* Written request A *
List the family members that the elephant text says a family group includes.
* Written request B *
Print the part of the elephant text that opens with the words containing "Best place to" and closes with "of social life.".
* Written request C *
According to the elephant text, what number does a single family group rarely exceed?

* Quoted text *
========

The Elephant Journal

Elephants are known to be gregarious, usually moving is small, well-knit family groups. This could consist of two or three families sometimes formed into a herd at feeding grounds or watering places. A family group like this rarely exceeds more than 15 and within it are fathers, mothers, aunts, brother and sisters. The most intriguing fact of all is they all depend on an elderly female for purposes of discipline, movement to food and water and such activities. A strong bull is usually set aside to look after the general safety of the family and protecting them from unwelcomed guests and even ‘flirtatious youth’.

Best place to see elephants? 

When you first start to do a little research on where to see elephants in Sri Lanka, one of the first things that will pop is elephant orphanages. We struggle to find ethical reasoning for these orphanages no matter how reputable and conservation-focused they might come across online. Some of these facilities claim to have elephants’ best interest at heart while in reality border-lining on animal cruelty. With these reasons in mind, the best way to appreciate the true stature of elephant is to watch a herd ‘in the wild’ where they are in their element and displaying qualities of social life.

========

* Material *
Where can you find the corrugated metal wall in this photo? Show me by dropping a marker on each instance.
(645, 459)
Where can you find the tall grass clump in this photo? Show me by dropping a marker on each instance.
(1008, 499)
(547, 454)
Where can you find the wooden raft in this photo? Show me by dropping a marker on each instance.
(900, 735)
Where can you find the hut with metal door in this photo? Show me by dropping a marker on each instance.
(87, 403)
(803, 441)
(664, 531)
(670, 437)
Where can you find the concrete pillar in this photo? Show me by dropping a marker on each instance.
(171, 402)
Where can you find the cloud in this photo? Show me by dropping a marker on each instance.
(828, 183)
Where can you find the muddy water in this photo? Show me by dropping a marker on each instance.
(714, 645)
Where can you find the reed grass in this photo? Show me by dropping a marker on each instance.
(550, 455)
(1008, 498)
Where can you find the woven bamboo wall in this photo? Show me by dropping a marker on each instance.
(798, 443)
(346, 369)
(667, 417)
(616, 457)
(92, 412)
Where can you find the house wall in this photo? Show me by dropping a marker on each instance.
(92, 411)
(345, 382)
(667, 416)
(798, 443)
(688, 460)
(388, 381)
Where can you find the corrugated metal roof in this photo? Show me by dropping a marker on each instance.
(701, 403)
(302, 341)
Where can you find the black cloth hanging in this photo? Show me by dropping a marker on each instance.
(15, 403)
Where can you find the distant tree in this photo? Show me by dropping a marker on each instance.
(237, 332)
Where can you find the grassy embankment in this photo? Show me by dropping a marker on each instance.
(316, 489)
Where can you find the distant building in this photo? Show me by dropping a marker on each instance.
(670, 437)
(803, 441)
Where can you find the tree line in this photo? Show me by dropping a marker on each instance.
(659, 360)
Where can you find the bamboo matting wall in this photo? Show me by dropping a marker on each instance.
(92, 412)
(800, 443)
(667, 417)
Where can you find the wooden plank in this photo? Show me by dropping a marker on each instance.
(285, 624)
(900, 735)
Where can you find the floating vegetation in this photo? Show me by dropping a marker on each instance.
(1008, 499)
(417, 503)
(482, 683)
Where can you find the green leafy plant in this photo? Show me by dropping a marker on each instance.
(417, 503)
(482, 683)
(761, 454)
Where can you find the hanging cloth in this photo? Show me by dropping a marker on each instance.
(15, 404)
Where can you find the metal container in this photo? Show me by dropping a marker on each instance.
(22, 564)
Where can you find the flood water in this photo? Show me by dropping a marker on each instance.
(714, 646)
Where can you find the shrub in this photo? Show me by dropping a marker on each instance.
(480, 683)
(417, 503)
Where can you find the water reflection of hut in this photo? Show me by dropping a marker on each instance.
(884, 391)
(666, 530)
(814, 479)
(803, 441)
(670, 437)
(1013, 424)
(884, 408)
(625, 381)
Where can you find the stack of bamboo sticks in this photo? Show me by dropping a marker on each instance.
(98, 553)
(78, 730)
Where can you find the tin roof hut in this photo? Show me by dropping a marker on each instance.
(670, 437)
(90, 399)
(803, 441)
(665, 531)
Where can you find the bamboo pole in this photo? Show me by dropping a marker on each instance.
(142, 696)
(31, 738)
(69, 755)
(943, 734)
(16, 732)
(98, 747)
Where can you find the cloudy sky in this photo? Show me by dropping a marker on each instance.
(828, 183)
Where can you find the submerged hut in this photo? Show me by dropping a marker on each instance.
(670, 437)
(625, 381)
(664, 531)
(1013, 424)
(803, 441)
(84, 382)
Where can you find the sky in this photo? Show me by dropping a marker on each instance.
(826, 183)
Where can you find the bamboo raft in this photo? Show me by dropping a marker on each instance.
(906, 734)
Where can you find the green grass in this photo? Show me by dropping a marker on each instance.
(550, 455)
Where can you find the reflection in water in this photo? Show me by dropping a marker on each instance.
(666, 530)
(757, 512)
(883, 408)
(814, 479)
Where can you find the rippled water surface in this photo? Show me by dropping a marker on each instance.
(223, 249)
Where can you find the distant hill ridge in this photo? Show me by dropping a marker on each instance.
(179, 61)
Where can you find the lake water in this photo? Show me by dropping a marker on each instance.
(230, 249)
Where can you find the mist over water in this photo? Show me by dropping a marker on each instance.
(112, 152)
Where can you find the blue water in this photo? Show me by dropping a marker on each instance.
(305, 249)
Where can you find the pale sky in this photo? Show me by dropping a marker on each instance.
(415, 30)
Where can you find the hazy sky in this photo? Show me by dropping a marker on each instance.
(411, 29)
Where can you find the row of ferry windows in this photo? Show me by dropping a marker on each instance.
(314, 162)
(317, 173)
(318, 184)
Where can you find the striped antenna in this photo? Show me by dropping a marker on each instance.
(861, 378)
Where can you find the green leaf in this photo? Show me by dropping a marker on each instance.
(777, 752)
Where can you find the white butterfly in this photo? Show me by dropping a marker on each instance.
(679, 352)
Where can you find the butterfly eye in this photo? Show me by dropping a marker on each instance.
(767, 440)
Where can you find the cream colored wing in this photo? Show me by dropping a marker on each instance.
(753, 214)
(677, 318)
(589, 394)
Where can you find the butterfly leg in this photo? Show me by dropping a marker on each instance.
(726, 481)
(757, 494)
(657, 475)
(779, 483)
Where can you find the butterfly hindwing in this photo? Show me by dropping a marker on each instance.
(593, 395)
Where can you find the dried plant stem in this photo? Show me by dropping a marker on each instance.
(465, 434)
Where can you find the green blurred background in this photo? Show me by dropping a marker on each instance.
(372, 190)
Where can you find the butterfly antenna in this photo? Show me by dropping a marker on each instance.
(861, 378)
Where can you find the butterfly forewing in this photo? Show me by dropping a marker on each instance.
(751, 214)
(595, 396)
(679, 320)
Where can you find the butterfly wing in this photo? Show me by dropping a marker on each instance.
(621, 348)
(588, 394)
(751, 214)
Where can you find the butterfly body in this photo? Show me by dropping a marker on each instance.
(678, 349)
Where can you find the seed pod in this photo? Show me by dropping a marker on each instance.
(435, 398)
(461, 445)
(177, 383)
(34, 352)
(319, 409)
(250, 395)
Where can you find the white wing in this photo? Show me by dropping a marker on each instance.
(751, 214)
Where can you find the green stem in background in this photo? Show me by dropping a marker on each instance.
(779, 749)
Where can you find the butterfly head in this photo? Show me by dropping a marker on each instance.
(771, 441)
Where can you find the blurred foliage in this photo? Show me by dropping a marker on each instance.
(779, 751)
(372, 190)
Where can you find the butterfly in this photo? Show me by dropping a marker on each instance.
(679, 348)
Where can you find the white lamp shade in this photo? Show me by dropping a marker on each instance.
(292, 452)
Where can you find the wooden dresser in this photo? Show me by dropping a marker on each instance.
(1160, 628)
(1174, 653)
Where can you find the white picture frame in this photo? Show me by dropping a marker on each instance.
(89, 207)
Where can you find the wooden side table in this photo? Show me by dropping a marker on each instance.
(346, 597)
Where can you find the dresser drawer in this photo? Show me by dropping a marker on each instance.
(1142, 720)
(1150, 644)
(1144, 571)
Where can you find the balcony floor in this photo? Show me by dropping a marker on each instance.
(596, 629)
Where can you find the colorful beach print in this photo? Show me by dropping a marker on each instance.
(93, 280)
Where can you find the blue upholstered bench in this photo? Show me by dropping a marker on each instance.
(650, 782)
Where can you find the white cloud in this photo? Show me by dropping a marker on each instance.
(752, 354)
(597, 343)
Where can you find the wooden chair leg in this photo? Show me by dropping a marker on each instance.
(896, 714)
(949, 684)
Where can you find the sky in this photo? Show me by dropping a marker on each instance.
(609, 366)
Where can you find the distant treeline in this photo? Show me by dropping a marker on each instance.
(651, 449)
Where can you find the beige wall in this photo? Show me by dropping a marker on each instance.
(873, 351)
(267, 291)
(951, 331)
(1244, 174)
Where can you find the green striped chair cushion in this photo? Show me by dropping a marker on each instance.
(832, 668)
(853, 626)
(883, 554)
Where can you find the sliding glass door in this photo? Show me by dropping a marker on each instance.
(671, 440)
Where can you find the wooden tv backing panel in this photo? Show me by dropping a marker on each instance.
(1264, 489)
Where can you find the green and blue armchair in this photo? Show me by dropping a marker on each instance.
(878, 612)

========

* Full answer A *
fathers, mothers, aunts, brother, sisters

* Full answer B *
Best place to see elephants? 

When you first start to do a little research on where to see elephants in Sri Lanka, one of the first things that will pop is elephant orphanages. We struggle to find ethical reasoning for these orphanages no matter how reputable and conservation-focused they might come across online. Some of these facilities claim to have elephants’ best interest at heart while in reality border-lining on animal cruelty. With these reasons in mind, the best way to appreciate the true stature of elephant is to watch a herd ‘in the wild’ where they are in their element and displaying qualities of social life.

* Full answer C *
15